Repeat these records word for word, beginning at the line that contains "Task brief for annotators — identify every beige" and stopping after the line that contains "[0,237,580,773]".

= = = = = = =

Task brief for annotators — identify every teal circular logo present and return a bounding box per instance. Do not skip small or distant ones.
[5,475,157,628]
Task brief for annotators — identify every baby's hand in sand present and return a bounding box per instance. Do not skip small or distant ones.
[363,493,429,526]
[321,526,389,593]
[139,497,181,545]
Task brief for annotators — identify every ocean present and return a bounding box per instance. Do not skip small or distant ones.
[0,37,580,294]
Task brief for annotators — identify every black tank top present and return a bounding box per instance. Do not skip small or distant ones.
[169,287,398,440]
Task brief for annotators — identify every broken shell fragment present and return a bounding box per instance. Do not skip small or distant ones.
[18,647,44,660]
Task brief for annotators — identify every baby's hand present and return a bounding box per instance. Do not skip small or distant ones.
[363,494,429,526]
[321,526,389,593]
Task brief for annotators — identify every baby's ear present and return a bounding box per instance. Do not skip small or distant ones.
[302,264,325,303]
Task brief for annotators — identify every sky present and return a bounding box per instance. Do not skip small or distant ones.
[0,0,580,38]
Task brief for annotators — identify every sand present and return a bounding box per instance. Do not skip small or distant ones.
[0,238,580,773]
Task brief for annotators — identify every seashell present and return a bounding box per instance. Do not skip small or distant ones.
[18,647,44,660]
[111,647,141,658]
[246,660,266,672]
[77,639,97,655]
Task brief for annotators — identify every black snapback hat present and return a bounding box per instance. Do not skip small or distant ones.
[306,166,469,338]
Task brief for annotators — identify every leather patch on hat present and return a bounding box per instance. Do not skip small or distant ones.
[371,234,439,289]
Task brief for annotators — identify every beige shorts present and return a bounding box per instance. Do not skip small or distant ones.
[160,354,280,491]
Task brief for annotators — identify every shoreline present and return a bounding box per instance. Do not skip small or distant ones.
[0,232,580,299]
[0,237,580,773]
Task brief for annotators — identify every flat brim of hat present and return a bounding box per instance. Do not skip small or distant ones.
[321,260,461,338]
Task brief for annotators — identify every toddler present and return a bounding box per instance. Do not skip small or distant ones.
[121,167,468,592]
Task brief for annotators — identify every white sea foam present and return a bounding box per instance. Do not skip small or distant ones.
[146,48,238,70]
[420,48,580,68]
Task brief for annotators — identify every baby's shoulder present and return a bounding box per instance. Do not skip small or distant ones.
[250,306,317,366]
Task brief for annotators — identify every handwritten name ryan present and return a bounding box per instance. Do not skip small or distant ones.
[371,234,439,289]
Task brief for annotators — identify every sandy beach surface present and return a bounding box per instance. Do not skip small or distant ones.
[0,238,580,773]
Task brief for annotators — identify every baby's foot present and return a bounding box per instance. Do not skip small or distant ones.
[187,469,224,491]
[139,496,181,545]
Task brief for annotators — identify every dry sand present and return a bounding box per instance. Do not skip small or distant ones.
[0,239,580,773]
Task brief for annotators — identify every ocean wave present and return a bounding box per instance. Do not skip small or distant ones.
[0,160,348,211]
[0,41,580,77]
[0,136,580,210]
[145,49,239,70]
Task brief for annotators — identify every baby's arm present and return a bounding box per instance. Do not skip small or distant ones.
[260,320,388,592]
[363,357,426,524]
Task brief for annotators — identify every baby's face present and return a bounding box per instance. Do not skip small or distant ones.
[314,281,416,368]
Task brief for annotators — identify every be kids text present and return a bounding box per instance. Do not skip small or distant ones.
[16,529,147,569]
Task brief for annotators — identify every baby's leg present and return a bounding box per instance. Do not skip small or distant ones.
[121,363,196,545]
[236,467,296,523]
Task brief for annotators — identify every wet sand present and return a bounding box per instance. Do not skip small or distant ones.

= = = = = = =

### Final result
Task brief for annotators — identify every beige shorts present and return a bounding box per instance. Do not skip small or distant ones.
[160,354,280,491]
Task brief for annotators — identify every shoreline present and return a bounding box per instance. Do not skip small or distant ones.
[0,232,580,299]
[0,237,580,773]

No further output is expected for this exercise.